WORK REQUIRED: Please give the data below again in full, exactly as it stands.

Natural-language object grounding data:

##############################

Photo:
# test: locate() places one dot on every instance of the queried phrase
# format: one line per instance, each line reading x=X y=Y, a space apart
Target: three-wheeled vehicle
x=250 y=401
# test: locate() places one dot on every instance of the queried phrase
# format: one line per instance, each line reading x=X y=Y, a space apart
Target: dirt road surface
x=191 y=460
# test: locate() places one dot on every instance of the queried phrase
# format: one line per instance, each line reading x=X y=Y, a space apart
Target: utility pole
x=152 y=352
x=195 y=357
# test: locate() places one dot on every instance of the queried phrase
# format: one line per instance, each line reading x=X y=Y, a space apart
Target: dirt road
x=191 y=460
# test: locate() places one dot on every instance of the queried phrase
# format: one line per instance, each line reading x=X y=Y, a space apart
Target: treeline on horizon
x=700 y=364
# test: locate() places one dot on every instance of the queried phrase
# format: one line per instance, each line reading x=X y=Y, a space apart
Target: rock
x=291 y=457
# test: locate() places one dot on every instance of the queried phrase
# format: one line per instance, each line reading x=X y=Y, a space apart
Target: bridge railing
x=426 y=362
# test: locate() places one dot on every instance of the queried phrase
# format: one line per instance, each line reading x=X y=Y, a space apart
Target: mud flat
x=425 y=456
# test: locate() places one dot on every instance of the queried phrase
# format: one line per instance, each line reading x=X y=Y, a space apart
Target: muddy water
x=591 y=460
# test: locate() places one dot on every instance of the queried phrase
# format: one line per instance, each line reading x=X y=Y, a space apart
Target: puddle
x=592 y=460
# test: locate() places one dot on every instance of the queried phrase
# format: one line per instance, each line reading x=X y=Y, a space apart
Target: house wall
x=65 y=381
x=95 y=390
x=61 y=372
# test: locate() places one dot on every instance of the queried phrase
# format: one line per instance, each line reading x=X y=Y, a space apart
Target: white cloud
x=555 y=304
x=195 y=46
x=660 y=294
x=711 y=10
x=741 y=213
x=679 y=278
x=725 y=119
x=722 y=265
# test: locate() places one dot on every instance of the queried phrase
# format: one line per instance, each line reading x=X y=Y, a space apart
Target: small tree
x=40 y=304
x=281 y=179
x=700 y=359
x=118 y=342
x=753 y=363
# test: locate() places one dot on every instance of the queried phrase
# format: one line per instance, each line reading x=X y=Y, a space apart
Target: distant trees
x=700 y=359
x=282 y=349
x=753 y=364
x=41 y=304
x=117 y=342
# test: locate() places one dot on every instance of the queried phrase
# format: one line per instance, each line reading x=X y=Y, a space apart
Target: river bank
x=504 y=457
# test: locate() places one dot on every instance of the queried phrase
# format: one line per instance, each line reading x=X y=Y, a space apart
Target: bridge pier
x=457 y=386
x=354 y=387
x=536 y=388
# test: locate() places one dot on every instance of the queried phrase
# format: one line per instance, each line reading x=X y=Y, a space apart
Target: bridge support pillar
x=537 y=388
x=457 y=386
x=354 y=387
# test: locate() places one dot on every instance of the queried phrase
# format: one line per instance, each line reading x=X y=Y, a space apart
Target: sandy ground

##############################

RESULT OF THE EXERCISE:
Photo:
# test: locate() places one dot on every instance of the queried phrase
# format: one line per instance, each line reading x=X y=Y, a space apart
Target: three-wheeled vehicle
x=250 y=401
# test: locate() places one dot on every instance of the queried phrase
# format: one line per instance, each line reading x=X y=Y, a space apart
Target: dirt road surface
x=191 y=460
# test: locate() places one dot on every instance of the queried phrase
# format: one line per instance, each line reading x=X y=Y, a space apart
Target: utility pole
x=152 y=352
x=195 y=357
# test: locate() places one dot on every instance of the queried phrase
# format: one line per instance, each line reading x=X y=Y, a space apart
Target: dirt road
x=191 y=460
# test: locate() places one dot on every instance of the queried phrase
# format: one line per instance, each line reading x=X y=Y, a space apart
Target: treeline on horizon
x=700 y=364
# test: locate() places one dot on every instance of the queried phrase
# format: one line per instance, each line reading x=X y=Y, a space apart
Target: rock
x=291 y=457
# test: locate() places one dot on every instance of the queried phrase
# format: one line per instance, each line reading x=X y=Y, a space apart
Target: bridge railing
x=426 y=362
# test: locate() places one dot on every instance of the queried phrase
# format: one line per instance, each line reading x=X y=Y, a space apart
Target: mud flat
x=425 y=456
# test: locate() places one dot on every instance of the queried phrase
# format: one line per instance, each line reading x=X y=Y, a space apart
Target: muddy water
x=591 y=460
# test: locate() places one dot on every instance of the queried phrase
# format: one line per instance, each line reading x=X y=Y, a space apart
Target: puddle
x=592 y=460
# test: locate() places one dot on every instance of the queried phrase
# format: one line per instance, each line reading x=X y=Y, a space apart
Target: house wall
x=65 y=381
x=95 y=390
x=61 y=372
# test: locate() places one dot on every instance of the queried phrase
# format: one line per instance, each line reading x=X y=Y, a space apart
Target: white cloud
x=555 y=304
x=195 y=46
x=660 y=294
x=711 y=10
x=741 y=213
x=679 y=278
x=725 y=119
x=722 y=265
# test: locate() places one dot on every instance of the queried phrase
# format: one line per instance, each line reading x=X y=Y, a space apart
Target: small tree
x=40 y=304
x=281 y=179
x=700 y=359
x=118 y=342
x=753 y=363
# test: locate() places one dot on every instance of the queried phrase
# format: one line per instance, each line reading x=X y=Y, a space apart
Target: distant trees
x=700 y=359
x=282 y=349
x=753 y=364
x=41 y=304
x=117 y=342
# test: locate() places one dot on every instance of the queried phrase
# format: one line per instance, each line reading x=X y=Y, a space apart
Target: river bank
x=504 y=457
# test: locate() places one dot on every instance of the queried phrase
# format: one line per instance, each line reading x=X y=Y, a space apart
Target: bridge pier
x=457 y=386
x=354 y=387
x=536 y=388
# test: locate() places one dot on every instance of the queried phrase
# format: one line per instance, each line reading x=X y=Y, a space apart
Target: bridge support pillar
x=537 y=388
x=457 y=386
x=354 y=387
# test: locate() places one dot on every instance of the queried phrase
# format: one line per instance, each line reading x=X y=Y, a space apart
Target: sandy ground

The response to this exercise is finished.